• **Work required**: Leaving out only the pictures, write out all the entries exactly.

Point localization data
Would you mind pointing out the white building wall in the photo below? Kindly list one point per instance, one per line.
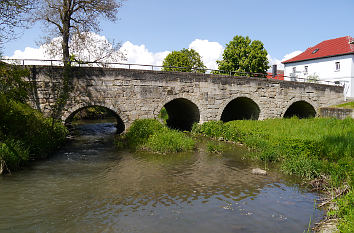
(325, 69)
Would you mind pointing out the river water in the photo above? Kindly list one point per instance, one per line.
(89, 186)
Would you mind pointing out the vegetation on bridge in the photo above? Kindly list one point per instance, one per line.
(242, 55)
(189, 59)
(317, 149)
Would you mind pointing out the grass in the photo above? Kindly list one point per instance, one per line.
(308, 148)
(25, 134)
(151, 135)
(345, 105)
(215, 147)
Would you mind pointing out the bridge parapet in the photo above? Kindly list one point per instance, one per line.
(134, 94)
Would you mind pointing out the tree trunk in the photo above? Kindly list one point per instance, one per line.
(66, 32)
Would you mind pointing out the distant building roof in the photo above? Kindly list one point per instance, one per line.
(327, 48)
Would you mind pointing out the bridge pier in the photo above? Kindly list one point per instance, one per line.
(188, 97)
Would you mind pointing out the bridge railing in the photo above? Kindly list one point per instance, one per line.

• **Exercise answer**:
Would you mind pointing out the white building wall in the photo below? Kindly list one point per instance, one per line.
(325, 69)
Would you mind pointing out the river water in the photo above? Kindly list one point per instance, one per line.
(89, 186)
Would you mind pointing out the vegetation on bridge in the photo above? Kindly list one point per instance, one per line.
(242, 55)
(189, 59)
(317, 149)
Would you mind pointing out the grass in the photo above? Kindly list one point per instance, one per line.
(308, 148)
(25, 134)
(151, 135)
(345, 105)
(215, 147)
Would you mind pointing out the bridge parapet in the photo above? Kindly list one point per instance, one per line.
(134, 94)
Would you mind pointing out the tree trunk in the photo above? Kindly list one point per instance, one per line.
(66, 32)
Would you mind pointing out the distant building roof in the photo above? Kindly list one point per instance, one per line.
(327, 48)
Would you mind pointing out the bridge pier in the photo above? Kindly list one point per instance, one per line.
(188, 97)
Would you mind pointing out the bridge railing in the photo above? Kindly list one point per instance, one per line.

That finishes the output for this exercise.